AUFGABENSTELLUNGEN:
• 1. Prüfe, ob die folgenden Aussagen mit dem Text über den alten Schachspieler übereinstimmen, und antworte jeweils mit Ja oder Nein sowie den entscheidenden Worten aus dem Text als wörtliches Zitat: (a) Der Schachspieler hatte das internationale Schachturnier in Ortenburg organisiert. (b) Der Schachspieler war noch transportfähig. (c) Nachdem er von der geplanten Wunscherfüllung erfahren hatte, hörte er auf zu essen.
• 2. Gib aus dem Text über den alten Schachspieler den Abschnitt von „Am meisten lachen“ bis „Das war unglaublich!“ wortgetreu aus.

ZU PRÜFENDER TEXT:
○ ○ ○

Am meisten lachen musste ich mit dem alten Schachspieler. Wieder ein banaler Wunsch: Er hat das internationale Schachturnier in Ortenburg organisiert. Dann ist er ganz schwer an Krebs erkrankt und wollte unbedingt trotzdem beim Turnier vor Ort sein. Er war eigentlich schon präfinal und nicht mehr transportfähig. Aber als er gehört hat, dass wir ihm den Wunsch erfüllen wollen, hat er neue Kraft geschöpft. Er hat quasi seinen Sterbeprozess pausiert, hat das Gehen geübt und wieder gegessen. Das war unglaublich!

○ ○ ○

ANGEZEIGTE ZEILEN:
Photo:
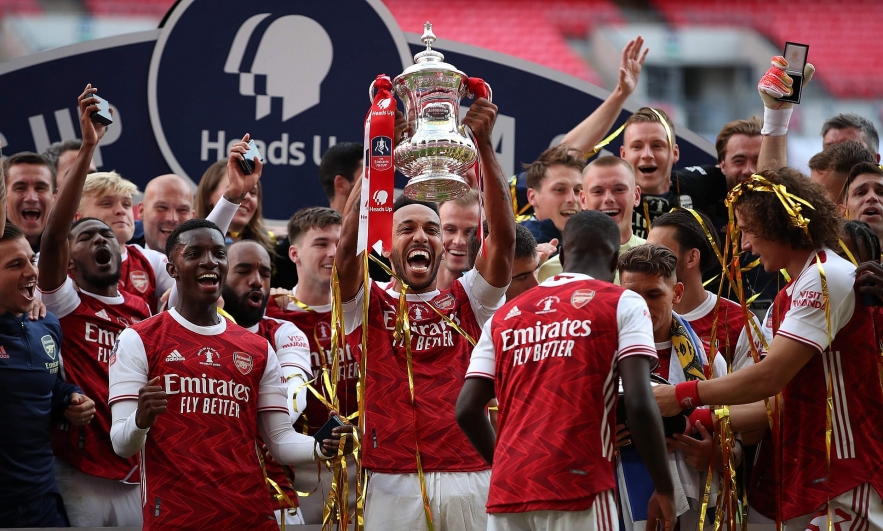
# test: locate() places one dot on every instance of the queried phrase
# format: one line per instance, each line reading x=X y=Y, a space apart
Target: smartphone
x=325 y=431
x=796 y=54
x=102 y=115
x=247 y=164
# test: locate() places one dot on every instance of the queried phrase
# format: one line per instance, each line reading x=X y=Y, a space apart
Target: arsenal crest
x=140 y=280
x=444 y=303
x=581 y=297
x=243 y=362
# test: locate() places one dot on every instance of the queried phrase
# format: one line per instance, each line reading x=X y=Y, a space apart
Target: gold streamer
x=793 y=206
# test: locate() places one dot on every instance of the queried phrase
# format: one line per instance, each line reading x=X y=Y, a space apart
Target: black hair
x=191 y=224
x=866 y=241
x=402 y=201
x=525 y=243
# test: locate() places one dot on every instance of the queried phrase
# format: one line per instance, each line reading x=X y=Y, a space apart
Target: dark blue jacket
x=33 y=395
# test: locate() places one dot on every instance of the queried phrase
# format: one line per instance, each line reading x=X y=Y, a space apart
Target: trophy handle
x=490 y=93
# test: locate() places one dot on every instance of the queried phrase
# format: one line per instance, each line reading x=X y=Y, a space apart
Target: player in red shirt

○ ○ ○

ANTWORTEN:
• 1.
(a) Ja: „Er hat das internationale Schachturnier in Ortenburg organisiert.“
(b) Nein: „Er war eigentlich schon präfinal und nicht mehr transportfähig.“
(c) Nein: „hat das Gehen geübt und wieder gegessen.“

• 2.
Am meisten lachen musste ich mit dem alten Schachspieler. Wieder ein banaler Wunsch: Er hat das internationale Schachturnier in Ortenburg organisiert. Dann ist er ganz schwer an Krebs erkrankt und wollte unbedingt trotzdem beim Turnier vor Ort sein. Er war eigentlich schon präfinal und nicht mehr transportfähig. Aber als er gehört hat, dass wir ihm den Wunsch erfüllen wollen, hat er neue Kraft geschöpft. Er hat quasi seinen Sterbeprozess pausiert, hat das Gehen geübt und wieder gegessen. Das war unglaublich!